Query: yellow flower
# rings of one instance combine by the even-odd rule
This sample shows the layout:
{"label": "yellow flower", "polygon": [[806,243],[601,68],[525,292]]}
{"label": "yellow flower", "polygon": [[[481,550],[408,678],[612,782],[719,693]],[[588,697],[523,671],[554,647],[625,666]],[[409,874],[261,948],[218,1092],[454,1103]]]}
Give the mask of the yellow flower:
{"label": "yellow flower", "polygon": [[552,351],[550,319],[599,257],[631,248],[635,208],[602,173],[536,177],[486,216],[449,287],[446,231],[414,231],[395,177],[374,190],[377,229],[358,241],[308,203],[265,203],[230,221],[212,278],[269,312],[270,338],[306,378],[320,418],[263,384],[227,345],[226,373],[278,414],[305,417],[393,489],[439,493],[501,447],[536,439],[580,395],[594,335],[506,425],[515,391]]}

REQUIREMENT - Lay out the lines above as a numbered list, starting with the very first line and stopping after the line that contains "Give the mask". Leave out any blank lines.

THE SOLUTION -
1. Query: yellow flower
2. # rings of one instance combine by the even-odd rule
3. This sample shows the layout:
4. {"label": "yellow flower", "polygon": [[806,243],[601,68],[525,292]]}
5. {"label": "yellow flower", "polygon": [[[481,550],[408,678],[612,782],[719,693]],[[588,697],[523,671],[554,647],[625,666]],[[409,874],[261,948],[218,1092],[454,1103]]]}
6. Give the mask of the yellow flower:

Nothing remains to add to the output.